# DATA SUPPLIED:
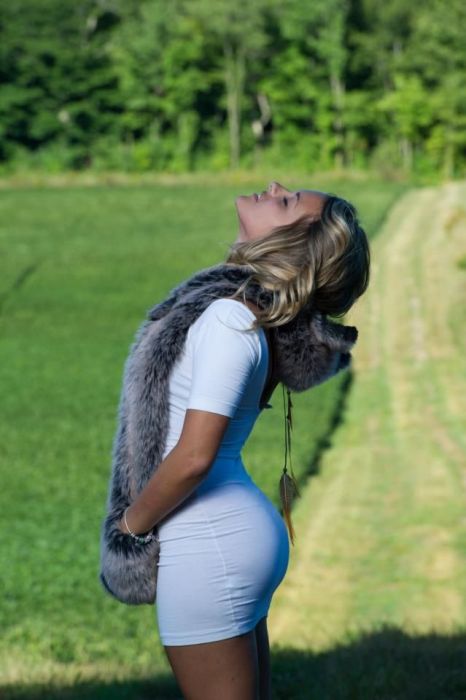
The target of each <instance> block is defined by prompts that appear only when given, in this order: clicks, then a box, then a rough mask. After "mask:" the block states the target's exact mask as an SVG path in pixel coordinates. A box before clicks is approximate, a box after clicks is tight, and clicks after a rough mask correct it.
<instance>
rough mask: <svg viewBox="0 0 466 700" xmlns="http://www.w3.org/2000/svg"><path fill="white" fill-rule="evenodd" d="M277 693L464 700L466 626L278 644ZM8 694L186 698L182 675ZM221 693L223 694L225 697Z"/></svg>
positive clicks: (157, 677)
mask: <svg viewBox="0 0 466 700" xmlns="http://www.w3.org/2000/svg"><path fill="white" fill-rule="evenodd" d="M272 686H273V700H464V698H466V628H465V629H464V630H461V631H458V632H455V633H452V634H450V635H446V634H437V633H427V634H425V635H416V636H410V635H408V634H407V633H406V632H404V631H402V630H400V629H398V628H397V627H395V626H392V625H388V624H384V625H382V626H381V627H380V628H379V629H378V630H377V631H367V632H359V633H358V634H357V635H351V636H348V638H347V640H346V641H345V642H344V643H340V644H339V645H338V646H336V647H334V648H333V649H328V650H326V651H322V652H312V651H305V650H300V649H290V648H286V647H283V648H282V647H280V646H275V645H274V647H273V648H272ZM1 697H2V699H3V700H45V699H47V700H165V699H167V700H168V699H173V698H177V699H180V700H181V699H182V695H181V692H180V691H179V689H178V686H177V684H176V681H175V679H174V678H173V677H172V676H169V675H163V676H161V675H158V676H156V677H154V678H153V679H148V680H144V681H139V680H137V679H128V680H127V681H118V682H113V683H112V682H109V683H103V682H102V681H86V682H82V683H77V684H76V685H74V686H73V687H66V688H65V687H63V688H59V687H53V688H52V687H47V688H46V687H38V686H35V687H28V688H26V687H23V688H20V687H19V686H17V687H15V688H8V689H6V688H5V689H3V692H2V693H1ZM219 700H221V698H219Z"/></svg>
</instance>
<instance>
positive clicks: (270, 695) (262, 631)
mask: <svg viewBox="0 0 466 700" xmlns="http://www.w3.org/2000/svg"><path fill="white" fill-rule="evenodd" d="M255 632H256V644H257V658H258V662H259V700H272V677H271V671H270V647H269V635H268V631H267V617H263V618H262V620H259V622H258V623H257V625H256V627H255Z"/></svg>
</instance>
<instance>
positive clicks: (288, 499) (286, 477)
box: [279, 383, 300, 545]
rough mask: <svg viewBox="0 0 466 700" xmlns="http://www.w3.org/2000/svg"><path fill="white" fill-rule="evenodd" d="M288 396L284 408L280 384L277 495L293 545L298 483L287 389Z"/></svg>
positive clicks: (284, 392)
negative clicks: (283, 437) (292, 462)
mask: <svg viewBox="0 0 466 700" xmlns="http://www.w3.org/2000/svg"><path fill="white" fill-rule="evenodd" d="M286 390H287V394H288V405H287V407H286V408H285V387H284V385H283V383H282V394H283V415H284V419H285V465H284V467H283V474H282V476H281V478H280V483H279V493H280V502H281V506H282V511H283V517H284V520H285V523H286V526H287V528H288V532H289V535H290V539H291V544H292V545H294V538H295V532H294V528H293V523H292V522H291V506H292V503H293V499H294V498H295V497H296V496H299V495H300V493H299V489H298V482H297V481H296V478H295V475H294V474H293V466H292V464H291V431H292V428H293V418H292V414H291V409H292V407H293V403H292V401H291V395H290V390H289V388H288V387H287V389H286ZM288 456H289V459H290V474H288V470H287V462H288Z"/></svg>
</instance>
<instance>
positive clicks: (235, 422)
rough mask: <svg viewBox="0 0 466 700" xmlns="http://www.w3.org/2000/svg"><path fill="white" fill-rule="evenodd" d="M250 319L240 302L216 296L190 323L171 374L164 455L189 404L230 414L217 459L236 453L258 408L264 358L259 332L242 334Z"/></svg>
mask: <svg viewBox="0 0 466 700" xmlns="http://www.w3.org/2000/svg"><path fill="white" fill-rule="evenodd" d="M254 318H255V316H254V313H253V312H252V311H251V310H250V309H249V308H248V307H247V306H245V305H244V304H243V303H242V302H240V301H236V300H234V299H217V300H215V301H213V302H212V303H211V304H210V305H209V306H208V307H207V309H206V310H205V311H204V312H203V313H202V314H201V315H200V316H199V317H198V318H197V320H196V321H195V322H194V323H193V324H192V325H191V326H190V328H189V331H188V333H187V338H186V343H185V347H184V350H183V352H182V354H181V357H180V358H179V360H178V362H177V363H176V364H175V366H174V367H173V370H172V373H171V375H170V383H169V430H168V436H167V444H166V447H165V451H164V455H163V456H164V458H165V456H166V455H167V454H168V452H170V451H171V450H172V449H173V448H174V446H175V445H176V443H177V441H178V439H179V437H180V434H181V430H182V427H183V421H184V416H185V412H186V410H187V409H188V408H195V409H200V410H204V411H213V412H214V413H221V414H222V415H225V416H229V417H230V418H231V421H230V423H229V426H228V428H227V431H226V433H225V435H224V438H223V440H222V443H221V445H220V448H219V450H218V453H217V459H219V458H221V457H239V456H240V452H241V449H242V447H243V445H244V443H245V442H246V440H247V438H248V436H249V434H250V432H251V430H252V428H253V426H254V423H255V421H256V419H257V417H258V415H259V413H260V410H261V409H260V407H259V402H260V398H261V395H262V392H263V390H264V386H265V381H266V378H267V369H268V361H269V355H268V346H267V340H266V337H265V334H264V331H263V330H262V329H258V330H256V331H250V332H249V331H248V332H245V330H246V329H247V328H250V326H251V324H252V322H253V320H254Z"/></svg>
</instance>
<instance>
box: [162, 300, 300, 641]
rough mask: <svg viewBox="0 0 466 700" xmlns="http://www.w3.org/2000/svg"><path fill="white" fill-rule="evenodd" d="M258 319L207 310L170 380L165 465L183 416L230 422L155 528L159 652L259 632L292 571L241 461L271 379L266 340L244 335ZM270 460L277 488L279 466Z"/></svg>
mask: <svg viewBox="0 0 466 700" xmlns="http://www.w3.org/2000/svg"><path fill="white" fill-rule="evenodd" d="M254 318H255V316H254V314H253V312H252V311H251V310H250V309H249V308H248V307H247V306H245V305H244V304H243V303H242V302H240V301H236V300H233V299H217V300H215V301H213V302H211V303H210V304H209V306H208V307H207V308H206V309H205V310H204V312H203V313H202V314H201V315H200V316H199V317H198V318H197V319H196V321H195V322H194V323H193V324H191V326H190V328H189V331H188V333H187V336H186V342H185V346H184V349H183V352H182V354H181V356H180V357H179V358H178V361H177V362H176V364H175V365H174V367H173V369H172V373H171V375H170V384H169V389H170V393H169V402H170V406H169V411H170V413H169V416H170V417H169V432H168V437H167V445H166V449H165V452H164V455H163V456H164V457H165V456H166V455H167V454H168V453H169V452H170V451H171V450H172V449H173V447H174V446H175V445H176V443H177V441H178V439H179V436H180V434H181V430H182V426H183V421H184V416H185V411H186V409H187V408H196V409H201V410H204V411H212V412H214V413H220V414H222V415H224V416H229V417H230V419H231V420H230V423H229V425H228V428H227V431H226V433H225V435H224V437H223V440H222V443H221V445H220V448H219V450H218V452H217V455H216V458H215V461H214V463H213V464H212V466H211V468H210V470H209V472H208V473H207V475H206V477H205V478H204V480H203V481H202V482H201V484H200V485H199V486H198V487H197V488H196V490H195V491H194V492H193V493H192V494H191V495H190V496H189V497H188V498H187V499H185V500H184V501H183V502H182V503H181V504H180V505H179V506H178V507H177V508H175V509H174V510H172V511H171V512H170V513H169V514H168V515H167V516H166V517H165V518H164V519H163V520H161V521H160V522H159V524H158V532H159V537H160V557H159V565H158V573H157V598H156V604H155V607H156V613H157V624H158V630H159V636H160V639H161V641H162V644H163V645H183V644H199V643H202V642H213V641H218V640H220V639H227V638H229V637H234V636H236V635H239V634H243V633H244V632H248V631H249V630H251V629H253V628H254V627H255V625H256V624H257V622H258V621H259V620H260V619H261V618H262V617H264V616H266V615H267V613H268V610H269V606H270V603H271V598H272V595H273V593H274V591H275V589H276V588H277V586H278V585H279V583H280V582H281V581H282V579H283V577H284V576H285V573H286V570H287V567H288V561H289V543H288V533H287V529H286V526H285V523H284V521H283V518H282V516H281V515H280V513H279V511H278V509H277V508H276V507H275V505H274V504H273V503H272V501H271V500H270V499H269V498H268V497H267V496H266V495H265V494H264V492H263V491H262V490H261V489H259V487H258V486H257V485H256V484H255V483H254V482H253V480H252V479H251V477H250V476H249V474H248V472H247V471H246V469H245V466H244V464H243V461H242V457H241V449H242V447H243V445H244V443H245V442H246V439H247V438H248V436H249V434H250V432H251V430H252V428H253V425H254V423H255V421H256V419H257V417H258V415H259V413H260V408H259V401H260V397H261V395H262V391H263V389H264V386H265V381H266V378H267V366H268V346H267V340H266V337H265V333H264V331H263V330H262V329H259V330H257V331H247V332H244V329H247V328H250V326H251V323H252V321H253V320H254ZM271 462H272V464H273V465H274V467H273V468H274V469H276V470H277V483H278V479H279V477H280V474H279V469H278V462H277V459H272V460H271ZM271 468H272V466H271Z"/></svg>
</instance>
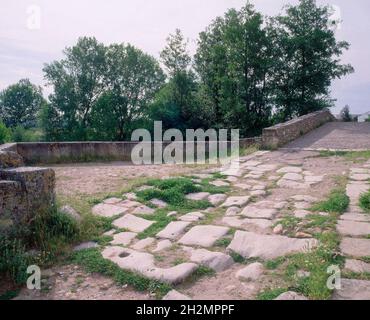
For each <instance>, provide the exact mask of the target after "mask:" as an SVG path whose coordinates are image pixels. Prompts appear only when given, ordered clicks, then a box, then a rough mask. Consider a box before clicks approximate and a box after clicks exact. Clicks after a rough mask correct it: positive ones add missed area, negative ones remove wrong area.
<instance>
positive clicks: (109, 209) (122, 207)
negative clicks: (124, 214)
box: [92, 203, 128, 218]
mask: <svg viewBox="0 0 370 320" xmlns="http://www.w3.org/2000/svg"><path fill="white" fill-rule="evenodd" d="M127 210H128V208H124V207H120V206H116V205H112V204H106V203H100V204H97V205H96V206H94V207H93V208H92V212H93V214H95V215H97V216H100V217H105V218H111V217H114V216H118V215H121V214H123V213H125V212H126V211H127Z"/></svg>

# EXERCISE REQUIREMENTS:
Of all the entries above, output exactly the lines between the one holding "positive clicks: (109, 209) (122, 207)" and the one holding "negative clicks: (124, 214)", inclusive.

# WRITTEN REPLY:
positive clicks: (109, 209) (122, 207)
negative clicks: (124, 214)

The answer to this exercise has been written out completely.